## Text excerpt
%%
Statement 130 requires the Company's unrealized gains and losses on its
available-for-sale securities, which prior to adoption were reported
separately in stockholders' equity, to be included in other comprehensive
income. Prior year financial statements have been reclassified to conform to
the requirements of Statement 130. During the three months ended September
30, 1998 and 1997, total comprehensive income, which was comprised of net
income and changes in unrealized gains and losses on available-for-sale
securities, amounted to approximately $95,819 and $1,334,190, respectively.
During the nine months ended September 30, 1998 and 1997, total comprehensive
income amounted to approximately $207,962 and $1,785,860, respectively.
12
<PAGE>
ITEM 2 - MANAGEMENT'S DISCUSSION AND ANALYSIS OR PLAN OF OPERATION
THE FOREGOING DISCUSSION SHOULD BE READ IN CONJUNCTION WITH ACCESS ANYTIME
BANCORP, INC.'S ("THE COMPANY") 1997 ANNUAL REPORT ON FORM 10-KSB.
GENERAL
The Company is a Delaware corporation which was organized in 1996 for the
purpose of becoming the thrift holding company of FirstBank (the "Bank").
The Bank is a federally chartered stock savings bank conducting business from
three banking locations in Clovis and Portales, New Mexico and a loan
production office in Rio Rancho, New Mexico. The Bank has a wholly-owned
subsidiary which is currently inactive.
The Bank is principally engaged in the business of attracting retail and
commercial deposits from the general public and investing those funds in
first mortgage loans in owner occupied, single-family residential loans,
residential construction loans and commercial real estate loans. The Bank
also originates consumer loans, including loans for the purchase of
automobiles and home improvement loans, and commercial business loans
including Small Business Administration loans.
%%
## Dataset entries
%%
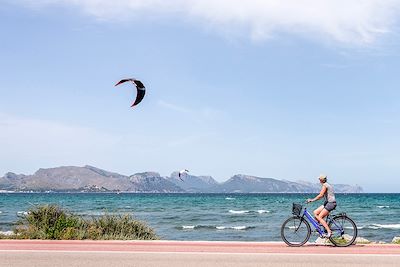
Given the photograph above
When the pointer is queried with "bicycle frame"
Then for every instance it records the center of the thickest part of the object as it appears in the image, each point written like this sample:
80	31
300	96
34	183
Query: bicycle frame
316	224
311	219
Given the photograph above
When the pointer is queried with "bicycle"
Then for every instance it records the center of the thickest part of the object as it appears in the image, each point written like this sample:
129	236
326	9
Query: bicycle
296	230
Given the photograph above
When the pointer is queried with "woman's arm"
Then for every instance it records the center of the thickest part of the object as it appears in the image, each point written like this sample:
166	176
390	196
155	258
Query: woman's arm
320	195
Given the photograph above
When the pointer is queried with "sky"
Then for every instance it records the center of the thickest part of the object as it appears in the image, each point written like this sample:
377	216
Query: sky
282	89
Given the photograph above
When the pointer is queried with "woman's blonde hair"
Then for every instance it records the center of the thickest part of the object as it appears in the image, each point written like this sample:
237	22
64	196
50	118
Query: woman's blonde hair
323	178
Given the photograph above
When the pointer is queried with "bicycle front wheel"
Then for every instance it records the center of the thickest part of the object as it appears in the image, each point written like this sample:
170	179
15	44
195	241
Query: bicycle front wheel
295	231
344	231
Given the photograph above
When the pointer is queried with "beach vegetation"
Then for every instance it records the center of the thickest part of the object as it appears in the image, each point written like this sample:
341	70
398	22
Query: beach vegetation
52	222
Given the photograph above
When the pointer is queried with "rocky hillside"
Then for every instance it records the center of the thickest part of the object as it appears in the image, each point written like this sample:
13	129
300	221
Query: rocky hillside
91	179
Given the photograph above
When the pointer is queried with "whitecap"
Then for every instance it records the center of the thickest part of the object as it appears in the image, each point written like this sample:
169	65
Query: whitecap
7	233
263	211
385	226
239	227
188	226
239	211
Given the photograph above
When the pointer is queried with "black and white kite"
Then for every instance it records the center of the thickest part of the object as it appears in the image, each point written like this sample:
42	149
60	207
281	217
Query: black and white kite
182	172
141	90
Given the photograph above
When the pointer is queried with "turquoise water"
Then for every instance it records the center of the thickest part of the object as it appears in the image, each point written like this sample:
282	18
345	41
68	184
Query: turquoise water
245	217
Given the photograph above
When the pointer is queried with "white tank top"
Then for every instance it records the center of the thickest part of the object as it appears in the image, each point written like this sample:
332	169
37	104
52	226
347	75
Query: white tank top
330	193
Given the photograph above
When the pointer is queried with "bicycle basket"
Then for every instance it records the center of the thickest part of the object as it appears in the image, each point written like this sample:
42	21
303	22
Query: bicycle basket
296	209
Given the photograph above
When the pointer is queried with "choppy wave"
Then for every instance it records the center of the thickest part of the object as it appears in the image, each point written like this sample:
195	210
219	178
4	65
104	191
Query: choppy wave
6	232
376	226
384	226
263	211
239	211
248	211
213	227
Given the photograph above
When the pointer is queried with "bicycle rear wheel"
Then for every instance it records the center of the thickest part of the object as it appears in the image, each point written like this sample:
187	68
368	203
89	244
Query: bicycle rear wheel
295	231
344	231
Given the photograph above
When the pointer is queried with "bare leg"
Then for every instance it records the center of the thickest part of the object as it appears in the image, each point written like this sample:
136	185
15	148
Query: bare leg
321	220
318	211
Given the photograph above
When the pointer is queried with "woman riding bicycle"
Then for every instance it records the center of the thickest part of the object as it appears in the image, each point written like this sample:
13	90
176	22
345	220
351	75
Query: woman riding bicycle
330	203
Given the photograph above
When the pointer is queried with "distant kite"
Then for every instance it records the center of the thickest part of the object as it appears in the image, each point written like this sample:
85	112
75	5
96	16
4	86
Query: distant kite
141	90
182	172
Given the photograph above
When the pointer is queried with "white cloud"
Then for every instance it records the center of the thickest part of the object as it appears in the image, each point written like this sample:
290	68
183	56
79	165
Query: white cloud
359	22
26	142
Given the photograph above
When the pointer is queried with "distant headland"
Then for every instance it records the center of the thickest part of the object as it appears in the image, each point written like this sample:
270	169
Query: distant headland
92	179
%%
## Written problem 1
In three sentences, summarize the Access Anytime Bancorp filing excerpt that appears before the records.
## Written problem 2
Resume the Access Anytime Bancorp filing excerpt after its last sentence, the one on the Bank's consumer and commercial business loans.

## Written answer 1
Under Statement 130, the Company's unrealized gains and losses on available-for-sale securities, which were once reported separately in stockholders' equity, are now included in other comprehensive income, and prior year statements have been reclassified to match. Total comprehensive income was approximately $95,819 and $1,334,190 for the three months ended September 30, 1998 and 1997, and approximately $207,962 and $1,785,860 for the nine months ended on those dates. The Company, a Delaware corporation organized in 1996, is the thrift holding company of FirstBank, a federally chartered stock savings bank in Clovis and Portales, New Mexico, that attracts retail and commercial deposits and invests them mainly in residential mortgage, construction and commercial real estate loans, and also makes consumer and commercial business loans.

## Written answer 2
The most significant outside factors influencing the operations of the Bank
and other financial institutions include general economic conditions,
competition in the local market place and the related monetary and fiscal
policies of agencies that regulate financial institutions. More
specifically, the cost of funds, primarily consisting of deposits, is
influenced by interest rates on competing investments and general market
rates of interest. Lending activities are influenced by the demand for real
estate financing and other types of loans, which in turn is affected by the
interest rates at which such loans may be offered and other factors affecting
loan demand and funds availability.
FINANCIAL CONDITION
Total assets for the Company increased by $11,249,448 or 10.49%, from
December 31, 1997 to September 30, 1998. The increase in assets was due to
an increase of approximately $23 million in loans receivable which was
partially offset and funded by a decrease of approximately $10 million in
securities held-to-maturity and $3 million in securities available-for-sale.
The increase in loans receivable was due to a high level of one-to-four
family mortgage loans originations during 1998, following a pattern
established early in the year. The reduction in the securities portfolios
resulted from normal maturities and principal repayments.
Total liabilities increased by $10,966,222 or 11.18%, from December 31, 1997
to September 30, 1998. An increase in FHLB advances of $5.75 million and
approximately $5 million in deposits were the primary cause of the increase
in total liabilities during the first nine-months of 1998. These funds were
used to support the aforementioned asset growth.
13
<PAGE>
CAPITAL ADEQUACY AND LIQUIDITY
CAPITAL ADEQUACY - Under the Financial Institutions Reform, Recovery and
Enforcement Act of 1989 ("FIRREA") and the implementation of Office of Thrift
Supervision ("OTS") regulations on December 7, 1989, effective date of the
new capital standards, the Bank must have: (1) Tier 1 or core capital equal
to 3% of adjusted total assets and (2) total capital equal to 8.0% of
risk-weighted assets, which includes off-balance sheet items.
Under Federal Deposit Insurance Corporation Improvement Act ("FDICIA") to be
deemed "well capitalized" the minimum ratios the Bank must have are: (1) Tier
1 or core capital of 5% of adjusted total assets, (2) Tier 1 risk-based
capital of 6% of risk-weighed assets, and (3) total risk-based capital of 10%
of risk weighted assets.
The following table is a reconciliation of the Bank's capital for regulatory
purposes at September 30, 1998 as reported to the OTS.
<TABLE>
<CAPTION>
Tier 1- Tier 1- Total
Core Risk-based Risk-based
Capital Capital Capital
------------ ---------- ----------
<S> <C> <C> <C>
Total regulatory assets $118,180,441
Net realized depreciation on available-for-
sale securities, net 53,214
Less intangible assets disallowed for
regulatory purposes (570,887)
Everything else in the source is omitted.